Source excerpt —
# Welcome Home Fenrir!



## rcgrant82 (Mar 25, 2011)

Here's my pup. He's just turned 11 weeks old, and he came home exactly a week ago today. Sorry the pics aren't brilliant - was hard to get him to sit still. LOL. His ears are going up and down, up and down at the moment - most of these pics they are down.

Fenrir is doing awesome though - today he went in the garden on his harness and leash, he's slept through every night with no accidents, and today he also learned how to sit on command (and he's now doing it every time) - bribed with cuddles, not treats. 

We start puppy classes in a couple of weeks and we're very excited. 

Oh! And when the vet weighed him on Sunday he was 1.67lb.


----------



## widogmom (Mar 23, 2011)

He is beautiful - and I just love the name! They're every one a little bit wolf, after all


----------



## rcgrant82 (Mar 25, 2011)

Thank you! He's definitely growing into the name. I'm impressed you know it - not many people seem to. Though my vet thought it was awesome. lol.

Coordinate labeling data:
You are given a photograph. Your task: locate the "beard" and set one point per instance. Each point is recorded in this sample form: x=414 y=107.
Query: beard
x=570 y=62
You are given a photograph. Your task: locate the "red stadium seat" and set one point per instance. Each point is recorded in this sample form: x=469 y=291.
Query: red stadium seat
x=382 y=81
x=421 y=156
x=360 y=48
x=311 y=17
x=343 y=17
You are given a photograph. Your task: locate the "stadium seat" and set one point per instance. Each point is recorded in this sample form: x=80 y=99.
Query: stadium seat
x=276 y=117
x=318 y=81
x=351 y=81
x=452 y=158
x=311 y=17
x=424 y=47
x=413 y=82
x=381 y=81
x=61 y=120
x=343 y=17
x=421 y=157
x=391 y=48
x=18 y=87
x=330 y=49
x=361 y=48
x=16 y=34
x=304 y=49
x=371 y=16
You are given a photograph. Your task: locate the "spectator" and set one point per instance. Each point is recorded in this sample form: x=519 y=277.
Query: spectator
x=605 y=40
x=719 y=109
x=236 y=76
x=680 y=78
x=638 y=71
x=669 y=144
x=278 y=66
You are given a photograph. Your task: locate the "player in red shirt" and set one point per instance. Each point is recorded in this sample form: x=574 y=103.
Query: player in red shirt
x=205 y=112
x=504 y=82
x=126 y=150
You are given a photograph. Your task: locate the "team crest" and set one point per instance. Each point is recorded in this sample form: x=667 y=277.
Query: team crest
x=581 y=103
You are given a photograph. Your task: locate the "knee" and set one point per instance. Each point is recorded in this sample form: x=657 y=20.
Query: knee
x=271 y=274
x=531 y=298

Required work —
- a) In the Fenrir thread, reproduce verbatim the stretch from "Fenrir is doing" through "cuddles, not treats.".
- b) Render this sentence from the Fenrir thread in German: "We start puppy classes in a couple of weeks and we're very excited."

Written answers —
- a)
Fenrir is doing awesome though - today he went in the garden on his harness and leash, he's slept through every night with no accidents, and today he also learned how to sit on command (and he's now doing it every time) - bribed with cuddles, not treats.

- b) Wir beginnen in ein paar Wochen mit den Welpenkursen und sind schon sehr gespannt.